§ **GIVEN INFORMATION**
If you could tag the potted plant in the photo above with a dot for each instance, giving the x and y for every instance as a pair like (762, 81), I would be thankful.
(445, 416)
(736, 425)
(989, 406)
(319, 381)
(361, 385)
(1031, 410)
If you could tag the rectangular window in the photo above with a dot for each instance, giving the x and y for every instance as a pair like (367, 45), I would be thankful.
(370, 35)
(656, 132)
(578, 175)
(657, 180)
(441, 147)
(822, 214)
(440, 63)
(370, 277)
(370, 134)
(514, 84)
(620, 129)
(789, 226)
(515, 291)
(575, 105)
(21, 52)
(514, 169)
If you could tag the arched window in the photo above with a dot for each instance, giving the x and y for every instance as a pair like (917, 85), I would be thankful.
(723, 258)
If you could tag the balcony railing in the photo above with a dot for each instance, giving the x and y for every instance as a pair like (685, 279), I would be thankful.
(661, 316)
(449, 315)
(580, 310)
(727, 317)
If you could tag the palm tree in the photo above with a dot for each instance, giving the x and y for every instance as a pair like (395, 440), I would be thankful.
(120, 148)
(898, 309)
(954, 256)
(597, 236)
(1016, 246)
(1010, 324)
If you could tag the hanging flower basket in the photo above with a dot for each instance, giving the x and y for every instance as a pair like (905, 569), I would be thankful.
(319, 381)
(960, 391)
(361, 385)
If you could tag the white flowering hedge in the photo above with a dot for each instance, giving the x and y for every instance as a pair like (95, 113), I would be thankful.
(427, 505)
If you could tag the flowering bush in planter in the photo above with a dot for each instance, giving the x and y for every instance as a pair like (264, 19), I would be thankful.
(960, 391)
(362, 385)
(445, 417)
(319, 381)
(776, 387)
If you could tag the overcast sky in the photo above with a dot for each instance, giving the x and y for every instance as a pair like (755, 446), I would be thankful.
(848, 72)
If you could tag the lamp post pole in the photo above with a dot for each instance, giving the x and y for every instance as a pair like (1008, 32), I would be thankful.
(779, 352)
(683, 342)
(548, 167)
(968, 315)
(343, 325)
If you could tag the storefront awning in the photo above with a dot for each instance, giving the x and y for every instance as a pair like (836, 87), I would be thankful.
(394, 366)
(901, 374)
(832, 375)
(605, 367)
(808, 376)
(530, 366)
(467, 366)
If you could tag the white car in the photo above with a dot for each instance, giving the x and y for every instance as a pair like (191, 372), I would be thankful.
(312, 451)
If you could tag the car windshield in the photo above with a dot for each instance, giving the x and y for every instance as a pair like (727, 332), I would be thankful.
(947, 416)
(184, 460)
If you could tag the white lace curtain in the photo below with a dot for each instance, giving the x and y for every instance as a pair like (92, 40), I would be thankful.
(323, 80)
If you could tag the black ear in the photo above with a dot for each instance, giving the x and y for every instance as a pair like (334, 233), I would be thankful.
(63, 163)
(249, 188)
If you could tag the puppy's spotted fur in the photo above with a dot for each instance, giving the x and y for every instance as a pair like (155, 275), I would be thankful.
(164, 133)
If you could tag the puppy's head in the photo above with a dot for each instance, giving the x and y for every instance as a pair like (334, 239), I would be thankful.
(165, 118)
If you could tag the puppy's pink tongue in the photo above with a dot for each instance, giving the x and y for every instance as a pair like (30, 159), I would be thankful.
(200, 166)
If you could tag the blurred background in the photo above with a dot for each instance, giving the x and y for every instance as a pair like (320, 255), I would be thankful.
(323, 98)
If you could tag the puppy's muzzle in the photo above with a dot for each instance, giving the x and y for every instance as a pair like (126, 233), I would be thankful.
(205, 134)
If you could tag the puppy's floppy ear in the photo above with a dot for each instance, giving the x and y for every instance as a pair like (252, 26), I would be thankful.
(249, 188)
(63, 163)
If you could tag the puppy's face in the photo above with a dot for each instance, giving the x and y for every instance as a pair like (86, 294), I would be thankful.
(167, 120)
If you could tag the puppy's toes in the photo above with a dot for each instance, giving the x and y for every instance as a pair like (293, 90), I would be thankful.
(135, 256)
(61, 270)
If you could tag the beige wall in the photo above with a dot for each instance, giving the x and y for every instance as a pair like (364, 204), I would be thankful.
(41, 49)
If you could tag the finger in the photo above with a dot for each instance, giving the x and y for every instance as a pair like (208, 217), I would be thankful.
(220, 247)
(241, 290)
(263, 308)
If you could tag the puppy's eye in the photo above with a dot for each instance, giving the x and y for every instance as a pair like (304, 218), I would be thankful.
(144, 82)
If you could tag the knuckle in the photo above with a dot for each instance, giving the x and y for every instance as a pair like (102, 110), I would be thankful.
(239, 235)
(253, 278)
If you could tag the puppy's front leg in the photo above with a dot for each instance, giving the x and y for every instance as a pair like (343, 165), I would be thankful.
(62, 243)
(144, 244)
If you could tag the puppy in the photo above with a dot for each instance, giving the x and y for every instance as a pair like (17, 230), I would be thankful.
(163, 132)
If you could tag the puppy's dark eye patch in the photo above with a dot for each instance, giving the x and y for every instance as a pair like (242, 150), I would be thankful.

§ **TASK DETAILS**
Could you write out the part of the data that opens with the line containing "If you could tag the puppy in" and runs through the end, substituting "I would be grateful" for "I would be thankful" and leaving everything else unchanged?

§ **EXERCISE ANSWER**
If you could tag the puppy in the photo above with a dot for each instance, giving the x and y for every instance as a pair like (17, 230), I would be grateful.
(163, 132)
If you could tag the puppy's dark eye patch in the photo above with a dot for each instance, giving the x and y for every instance as a pair like (242, 150), I would be grateful.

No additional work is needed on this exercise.